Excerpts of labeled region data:
_ _ _ _ _

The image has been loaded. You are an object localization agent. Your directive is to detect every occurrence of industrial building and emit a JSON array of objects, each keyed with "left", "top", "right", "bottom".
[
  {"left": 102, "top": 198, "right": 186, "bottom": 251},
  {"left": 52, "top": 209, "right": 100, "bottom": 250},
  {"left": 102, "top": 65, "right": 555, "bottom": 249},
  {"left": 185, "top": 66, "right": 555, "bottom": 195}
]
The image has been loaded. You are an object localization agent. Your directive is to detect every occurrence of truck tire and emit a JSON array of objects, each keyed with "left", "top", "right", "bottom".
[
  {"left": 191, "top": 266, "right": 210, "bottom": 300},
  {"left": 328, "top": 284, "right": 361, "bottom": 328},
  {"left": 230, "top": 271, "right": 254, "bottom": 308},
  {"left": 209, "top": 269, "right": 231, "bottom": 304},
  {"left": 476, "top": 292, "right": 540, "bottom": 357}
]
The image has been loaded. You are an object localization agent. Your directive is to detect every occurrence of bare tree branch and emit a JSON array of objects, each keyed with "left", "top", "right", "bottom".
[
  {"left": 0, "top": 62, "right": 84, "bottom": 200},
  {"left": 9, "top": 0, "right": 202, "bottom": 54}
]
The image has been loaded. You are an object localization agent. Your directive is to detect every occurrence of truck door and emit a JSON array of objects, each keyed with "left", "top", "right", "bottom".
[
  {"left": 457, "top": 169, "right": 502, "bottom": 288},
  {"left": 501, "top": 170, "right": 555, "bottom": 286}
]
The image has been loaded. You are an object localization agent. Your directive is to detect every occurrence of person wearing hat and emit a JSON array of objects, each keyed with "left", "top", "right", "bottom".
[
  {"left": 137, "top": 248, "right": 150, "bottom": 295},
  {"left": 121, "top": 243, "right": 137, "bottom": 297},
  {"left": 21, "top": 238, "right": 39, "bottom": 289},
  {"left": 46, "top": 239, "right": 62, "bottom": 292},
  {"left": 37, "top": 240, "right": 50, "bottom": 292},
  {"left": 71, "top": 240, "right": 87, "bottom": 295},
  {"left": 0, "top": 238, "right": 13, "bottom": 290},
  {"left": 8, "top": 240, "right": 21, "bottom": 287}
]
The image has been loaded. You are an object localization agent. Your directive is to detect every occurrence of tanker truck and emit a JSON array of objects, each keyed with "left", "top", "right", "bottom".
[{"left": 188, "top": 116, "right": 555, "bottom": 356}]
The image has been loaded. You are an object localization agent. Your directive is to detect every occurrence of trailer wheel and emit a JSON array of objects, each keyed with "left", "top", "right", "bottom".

_ _ _ _ _

__Short task__
Copy the entries word for word, from the line containing "occurrence of tanker" through the final line of the entries.

__Completed exercise__
The image has been loaded. You are an object localization agent. Your directive is to detect every occurrence of tanker truck and emit a JSON array of objects, each keyed with "left", "top", "right", "bottom".
[{"left": 188, "top": 116, "right": 555, "bottom": 356}]
The image has been loaded. You are an object localization agent. Your directive is to detect every occurrence of trailer wheel and emit a JSON array of objects, each keyed with "left", "top", "right", "bottom".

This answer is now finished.